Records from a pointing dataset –
+ + + + +

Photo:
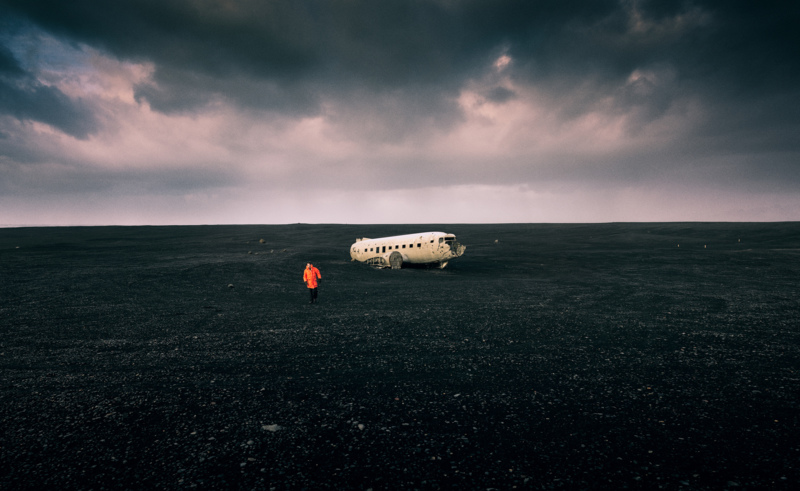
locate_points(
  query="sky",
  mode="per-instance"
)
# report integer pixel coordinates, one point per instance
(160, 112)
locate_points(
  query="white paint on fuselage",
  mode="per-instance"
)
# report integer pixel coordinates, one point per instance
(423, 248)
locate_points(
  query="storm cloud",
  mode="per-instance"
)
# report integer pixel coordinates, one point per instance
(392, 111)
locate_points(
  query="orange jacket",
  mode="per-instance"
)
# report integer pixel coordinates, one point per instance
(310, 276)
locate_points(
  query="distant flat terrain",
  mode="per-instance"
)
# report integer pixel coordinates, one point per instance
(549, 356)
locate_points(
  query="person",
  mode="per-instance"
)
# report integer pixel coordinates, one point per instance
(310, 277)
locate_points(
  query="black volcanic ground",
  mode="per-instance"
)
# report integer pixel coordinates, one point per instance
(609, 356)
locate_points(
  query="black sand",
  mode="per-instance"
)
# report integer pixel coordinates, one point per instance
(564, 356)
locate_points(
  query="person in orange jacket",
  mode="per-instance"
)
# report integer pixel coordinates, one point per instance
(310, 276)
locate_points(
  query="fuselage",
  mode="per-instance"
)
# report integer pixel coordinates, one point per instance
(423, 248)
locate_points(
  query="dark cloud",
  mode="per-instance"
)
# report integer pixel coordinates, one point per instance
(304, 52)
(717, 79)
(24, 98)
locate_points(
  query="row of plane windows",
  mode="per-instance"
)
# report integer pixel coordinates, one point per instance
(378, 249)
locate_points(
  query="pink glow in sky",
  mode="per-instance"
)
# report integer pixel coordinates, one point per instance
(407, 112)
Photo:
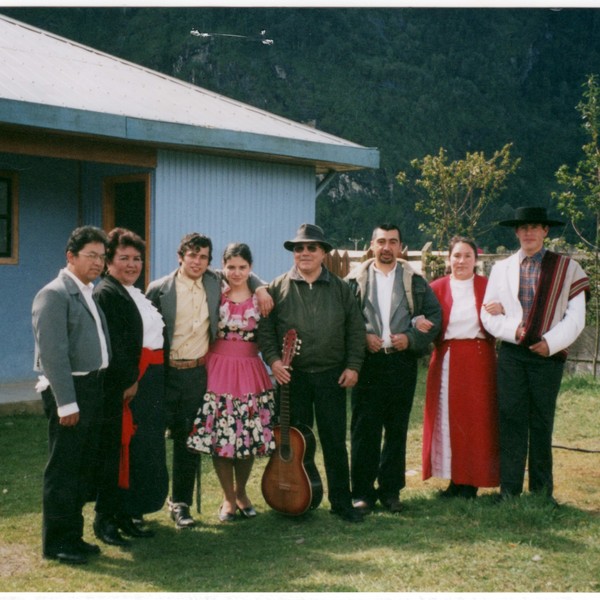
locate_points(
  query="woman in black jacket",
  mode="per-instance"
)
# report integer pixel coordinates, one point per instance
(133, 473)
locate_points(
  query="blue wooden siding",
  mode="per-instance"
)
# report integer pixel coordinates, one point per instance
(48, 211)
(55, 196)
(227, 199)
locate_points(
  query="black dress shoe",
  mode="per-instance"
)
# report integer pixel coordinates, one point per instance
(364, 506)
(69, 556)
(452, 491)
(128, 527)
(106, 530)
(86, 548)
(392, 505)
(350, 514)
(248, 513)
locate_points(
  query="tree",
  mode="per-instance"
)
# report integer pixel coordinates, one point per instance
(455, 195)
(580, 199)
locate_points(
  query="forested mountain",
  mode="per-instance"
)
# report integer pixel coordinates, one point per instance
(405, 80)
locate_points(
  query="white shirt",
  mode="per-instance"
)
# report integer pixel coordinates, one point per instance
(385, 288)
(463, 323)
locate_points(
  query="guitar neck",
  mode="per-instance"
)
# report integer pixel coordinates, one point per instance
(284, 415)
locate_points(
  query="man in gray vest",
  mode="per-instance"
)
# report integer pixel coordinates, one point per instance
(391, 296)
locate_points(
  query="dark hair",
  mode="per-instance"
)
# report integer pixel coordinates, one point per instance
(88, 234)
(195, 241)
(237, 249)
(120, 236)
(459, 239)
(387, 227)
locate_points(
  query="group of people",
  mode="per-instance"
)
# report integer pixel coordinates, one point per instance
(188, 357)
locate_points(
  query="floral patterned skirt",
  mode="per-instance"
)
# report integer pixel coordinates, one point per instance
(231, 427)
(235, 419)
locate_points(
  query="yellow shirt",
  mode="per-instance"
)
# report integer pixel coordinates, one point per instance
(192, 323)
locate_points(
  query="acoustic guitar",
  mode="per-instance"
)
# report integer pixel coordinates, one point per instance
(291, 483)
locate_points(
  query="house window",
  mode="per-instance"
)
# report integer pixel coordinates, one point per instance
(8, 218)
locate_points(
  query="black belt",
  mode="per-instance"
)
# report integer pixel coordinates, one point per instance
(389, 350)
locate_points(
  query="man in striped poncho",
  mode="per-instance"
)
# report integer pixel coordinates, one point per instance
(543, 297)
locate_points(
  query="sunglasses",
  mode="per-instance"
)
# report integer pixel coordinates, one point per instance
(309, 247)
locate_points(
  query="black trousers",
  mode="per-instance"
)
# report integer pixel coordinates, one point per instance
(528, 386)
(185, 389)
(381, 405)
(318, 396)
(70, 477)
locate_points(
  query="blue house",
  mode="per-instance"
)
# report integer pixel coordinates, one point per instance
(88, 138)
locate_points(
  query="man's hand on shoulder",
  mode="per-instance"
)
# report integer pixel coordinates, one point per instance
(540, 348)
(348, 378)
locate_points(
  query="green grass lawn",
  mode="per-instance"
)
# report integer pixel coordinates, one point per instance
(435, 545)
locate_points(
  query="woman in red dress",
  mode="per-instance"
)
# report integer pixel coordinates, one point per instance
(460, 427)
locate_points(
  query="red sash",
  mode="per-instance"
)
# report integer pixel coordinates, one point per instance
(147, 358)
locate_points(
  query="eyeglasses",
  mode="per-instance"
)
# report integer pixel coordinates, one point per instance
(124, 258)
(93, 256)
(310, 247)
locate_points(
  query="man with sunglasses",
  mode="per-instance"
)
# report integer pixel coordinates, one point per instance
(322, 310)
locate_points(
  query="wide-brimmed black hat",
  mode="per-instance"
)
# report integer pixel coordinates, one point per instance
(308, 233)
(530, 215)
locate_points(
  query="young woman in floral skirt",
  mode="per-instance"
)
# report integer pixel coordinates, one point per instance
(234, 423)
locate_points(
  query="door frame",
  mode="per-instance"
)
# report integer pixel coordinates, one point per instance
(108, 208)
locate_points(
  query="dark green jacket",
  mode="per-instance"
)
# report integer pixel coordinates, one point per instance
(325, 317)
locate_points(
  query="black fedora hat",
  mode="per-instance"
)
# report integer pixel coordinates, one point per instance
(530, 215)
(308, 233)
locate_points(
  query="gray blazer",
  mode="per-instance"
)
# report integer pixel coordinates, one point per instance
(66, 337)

+ + + + +

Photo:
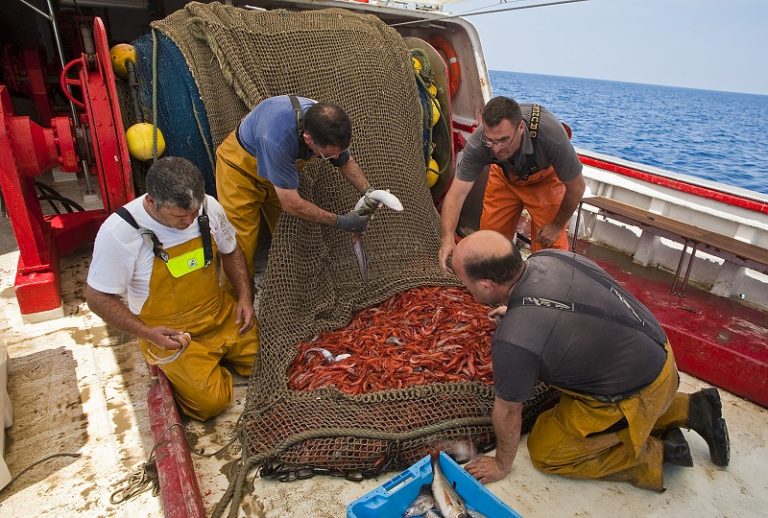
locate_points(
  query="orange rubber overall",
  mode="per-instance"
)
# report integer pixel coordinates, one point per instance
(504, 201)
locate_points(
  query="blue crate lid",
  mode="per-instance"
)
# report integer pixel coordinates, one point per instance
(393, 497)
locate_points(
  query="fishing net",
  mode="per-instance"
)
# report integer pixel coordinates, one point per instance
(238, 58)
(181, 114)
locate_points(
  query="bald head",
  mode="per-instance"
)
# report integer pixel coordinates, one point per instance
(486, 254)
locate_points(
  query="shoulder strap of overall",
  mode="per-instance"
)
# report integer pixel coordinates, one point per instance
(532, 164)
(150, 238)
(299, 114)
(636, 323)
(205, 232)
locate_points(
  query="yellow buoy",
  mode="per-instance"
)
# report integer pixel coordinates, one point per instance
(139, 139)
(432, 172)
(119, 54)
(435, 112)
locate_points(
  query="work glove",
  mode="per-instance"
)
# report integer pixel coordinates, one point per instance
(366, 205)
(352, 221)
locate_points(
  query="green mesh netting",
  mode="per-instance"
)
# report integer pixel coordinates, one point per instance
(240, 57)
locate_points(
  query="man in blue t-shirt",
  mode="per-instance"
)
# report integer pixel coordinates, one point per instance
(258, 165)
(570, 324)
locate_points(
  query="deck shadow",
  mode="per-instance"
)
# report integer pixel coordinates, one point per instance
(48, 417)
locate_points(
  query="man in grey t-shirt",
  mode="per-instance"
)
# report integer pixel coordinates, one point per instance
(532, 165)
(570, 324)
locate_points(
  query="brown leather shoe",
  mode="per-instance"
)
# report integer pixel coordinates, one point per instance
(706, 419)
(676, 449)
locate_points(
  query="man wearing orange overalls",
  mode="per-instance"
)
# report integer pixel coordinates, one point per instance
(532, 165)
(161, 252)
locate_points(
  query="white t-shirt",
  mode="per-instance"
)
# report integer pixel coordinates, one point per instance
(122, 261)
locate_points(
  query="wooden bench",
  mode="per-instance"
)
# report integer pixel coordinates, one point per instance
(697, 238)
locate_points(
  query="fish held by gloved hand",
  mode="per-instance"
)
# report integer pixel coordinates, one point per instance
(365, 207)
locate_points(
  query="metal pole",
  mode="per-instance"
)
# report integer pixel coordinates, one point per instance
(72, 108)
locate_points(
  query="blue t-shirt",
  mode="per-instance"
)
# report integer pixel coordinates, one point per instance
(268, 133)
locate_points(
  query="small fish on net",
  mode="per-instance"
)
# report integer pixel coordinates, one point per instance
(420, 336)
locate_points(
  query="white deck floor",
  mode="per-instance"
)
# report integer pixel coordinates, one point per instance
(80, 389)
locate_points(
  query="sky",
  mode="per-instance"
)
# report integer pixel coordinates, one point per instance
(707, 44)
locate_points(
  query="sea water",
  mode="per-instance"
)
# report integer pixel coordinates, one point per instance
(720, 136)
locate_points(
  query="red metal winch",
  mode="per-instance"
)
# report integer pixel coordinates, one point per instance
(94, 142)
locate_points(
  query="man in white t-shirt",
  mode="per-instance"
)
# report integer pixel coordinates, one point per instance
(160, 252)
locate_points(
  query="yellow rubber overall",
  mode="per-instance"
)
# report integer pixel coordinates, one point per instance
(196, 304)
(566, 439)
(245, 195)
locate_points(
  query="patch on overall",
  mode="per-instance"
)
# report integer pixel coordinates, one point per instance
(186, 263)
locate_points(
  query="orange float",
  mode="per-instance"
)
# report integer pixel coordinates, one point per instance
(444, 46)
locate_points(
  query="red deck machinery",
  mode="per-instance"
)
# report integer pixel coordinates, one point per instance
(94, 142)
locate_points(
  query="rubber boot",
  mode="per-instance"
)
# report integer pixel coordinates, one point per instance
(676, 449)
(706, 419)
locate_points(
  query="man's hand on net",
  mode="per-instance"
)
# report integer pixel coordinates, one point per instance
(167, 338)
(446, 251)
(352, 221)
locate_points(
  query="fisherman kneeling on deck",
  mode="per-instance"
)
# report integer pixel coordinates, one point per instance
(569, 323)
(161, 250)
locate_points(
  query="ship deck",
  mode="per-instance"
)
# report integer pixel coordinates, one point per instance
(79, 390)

+ + + + +

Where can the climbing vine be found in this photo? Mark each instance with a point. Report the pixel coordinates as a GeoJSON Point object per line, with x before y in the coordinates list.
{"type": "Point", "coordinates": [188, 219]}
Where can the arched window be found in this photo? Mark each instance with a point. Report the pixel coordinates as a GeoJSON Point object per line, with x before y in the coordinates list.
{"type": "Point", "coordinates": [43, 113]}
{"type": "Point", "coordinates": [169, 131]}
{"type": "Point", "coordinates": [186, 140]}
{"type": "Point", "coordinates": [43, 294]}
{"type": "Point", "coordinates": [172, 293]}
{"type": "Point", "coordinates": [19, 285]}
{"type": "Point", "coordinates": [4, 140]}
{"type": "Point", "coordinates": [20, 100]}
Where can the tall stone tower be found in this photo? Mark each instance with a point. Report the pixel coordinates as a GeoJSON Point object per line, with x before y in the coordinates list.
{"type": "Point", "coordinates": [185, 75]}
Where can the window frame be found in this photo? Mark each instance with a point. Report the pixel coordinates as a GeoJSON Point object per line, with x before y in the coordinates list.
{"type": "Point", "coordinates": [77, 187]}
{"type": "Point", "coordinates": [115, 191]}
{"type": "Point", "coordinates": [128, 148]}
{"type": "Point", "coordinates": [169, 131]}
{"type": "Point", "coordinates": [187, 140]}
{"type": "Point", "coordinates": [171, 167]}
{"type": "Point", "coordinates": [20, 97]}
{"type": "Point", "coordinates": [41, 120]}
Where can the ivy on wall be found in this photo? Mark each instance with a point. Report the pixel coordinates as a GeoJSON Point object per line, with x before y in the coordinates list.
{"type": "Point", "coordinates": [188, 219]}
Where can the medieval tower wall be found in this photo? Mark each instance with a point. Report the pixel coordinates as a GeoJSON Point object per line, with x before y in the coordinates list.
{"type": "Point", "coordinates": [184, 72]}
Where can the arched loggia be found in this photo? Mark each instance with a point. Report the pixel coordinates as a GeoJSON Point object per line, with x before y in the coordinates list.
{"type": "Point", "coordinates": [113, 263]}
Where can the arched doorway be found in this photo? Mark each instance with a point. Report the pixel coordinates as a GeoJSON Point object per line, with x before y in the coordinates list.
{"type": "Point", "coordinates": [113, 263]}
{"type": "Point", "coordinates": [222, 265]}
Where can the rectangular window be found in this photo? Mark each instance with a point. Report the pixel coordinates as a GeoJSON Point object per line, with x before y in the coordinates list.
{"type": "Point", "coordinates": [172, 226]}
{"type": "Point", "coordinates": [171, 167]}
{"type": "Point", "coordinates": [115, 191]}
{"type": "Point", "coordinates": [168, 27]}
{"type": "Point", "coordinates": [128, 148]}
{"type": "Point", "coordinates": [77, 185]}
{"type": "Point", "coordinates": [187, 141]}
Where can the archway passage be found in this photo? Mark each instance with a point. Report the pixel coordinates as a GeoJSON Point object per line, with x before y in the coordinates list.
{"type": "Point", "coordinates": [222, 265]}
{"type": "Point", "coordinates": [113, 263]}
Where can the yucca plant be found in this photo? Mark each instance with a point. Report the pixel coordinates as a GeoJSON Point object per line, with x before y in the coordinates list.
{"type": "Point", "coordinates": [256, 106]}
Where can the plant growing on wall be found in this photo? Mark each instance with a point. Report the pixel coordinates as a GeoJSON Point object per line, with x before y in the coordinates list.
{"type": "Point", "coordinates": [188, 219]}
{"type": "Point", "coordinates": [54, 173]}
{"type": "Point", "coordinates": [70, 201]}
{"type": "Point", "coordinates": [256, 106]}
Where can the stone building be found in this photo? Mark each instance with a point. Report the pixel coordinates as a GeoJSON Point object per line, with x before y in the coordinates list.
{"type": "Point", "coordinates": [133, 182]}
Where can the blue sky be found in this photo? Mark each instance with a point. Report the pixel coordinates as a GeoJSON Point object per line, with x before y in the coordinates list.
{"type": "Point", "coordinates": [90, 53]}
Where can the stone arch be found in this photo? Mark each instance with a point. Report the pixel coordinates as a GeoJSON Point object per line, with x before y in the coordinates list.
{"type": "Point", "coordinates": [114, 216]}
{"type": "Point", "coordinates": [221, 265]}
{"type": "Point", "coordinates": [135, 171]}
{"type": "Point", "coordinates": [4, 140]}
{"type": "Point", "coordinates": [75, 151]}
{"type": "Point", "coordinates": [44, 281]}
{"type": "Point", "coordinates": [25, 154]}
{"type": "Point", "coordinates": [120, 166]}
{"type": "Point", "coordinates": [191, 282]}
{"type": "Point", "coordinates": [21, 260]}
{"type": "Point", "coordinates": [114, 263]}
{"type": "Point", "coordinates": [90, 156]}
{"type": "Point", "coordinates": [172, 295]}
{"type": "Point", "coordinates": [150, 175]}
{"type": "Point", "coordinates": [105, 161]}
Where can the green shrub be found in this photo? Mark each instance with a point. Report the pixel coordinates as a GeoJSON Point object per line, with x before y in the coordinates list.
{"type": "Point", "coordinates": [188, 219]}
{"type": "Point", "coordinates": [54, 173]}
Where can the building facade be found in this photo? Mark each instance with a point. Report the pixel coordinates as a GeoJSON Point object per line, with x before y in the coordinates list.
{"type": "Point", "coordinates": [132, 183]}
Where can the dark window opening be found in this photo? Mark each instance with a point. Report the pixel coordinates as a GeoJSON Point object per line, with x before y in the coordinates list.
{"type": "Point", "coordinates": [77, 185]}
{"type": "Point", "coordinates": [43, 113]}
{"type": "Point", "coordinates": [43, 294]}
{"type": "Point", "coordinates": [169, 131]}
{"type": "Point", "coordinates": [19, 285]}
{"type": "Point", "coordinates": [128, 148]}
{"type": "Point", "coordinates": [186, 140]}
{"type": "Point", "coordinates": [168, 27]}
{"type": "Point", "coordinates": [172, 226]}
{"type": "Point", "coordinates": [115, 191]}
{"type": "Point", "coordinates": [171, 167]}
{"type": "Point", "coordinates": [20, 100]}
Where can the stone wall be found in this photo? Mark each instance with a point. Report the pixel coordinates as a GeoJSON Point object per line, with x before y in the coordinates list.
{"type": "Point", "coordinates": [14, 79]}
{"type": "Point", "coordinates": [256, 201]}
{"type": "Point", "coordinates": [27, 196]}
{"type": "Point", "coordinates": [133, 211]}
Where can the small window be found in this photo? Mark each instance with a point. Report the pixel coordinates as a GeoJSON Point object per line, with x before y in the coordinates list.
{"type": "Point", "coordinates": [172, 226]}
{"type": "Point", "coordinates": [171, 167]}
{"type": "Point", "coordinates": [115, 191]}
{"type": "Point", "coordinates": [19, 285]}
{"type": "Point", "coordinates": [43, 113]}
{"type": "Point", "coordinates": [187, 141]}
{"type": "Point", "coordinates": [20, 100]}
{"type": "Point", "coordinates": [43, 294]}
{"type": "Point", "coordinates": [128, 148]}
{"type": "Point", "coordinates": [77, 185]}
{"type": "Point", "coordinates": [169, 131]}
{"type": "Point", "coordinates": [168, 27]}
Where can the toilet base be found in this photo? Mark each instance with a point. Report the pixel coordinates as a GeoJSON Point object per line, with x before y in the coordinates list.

+ + + + +

STATED GOAL – State how many of the lines above contain the string "house", and reply with that number alone.

WRITTEN ANSWER – 2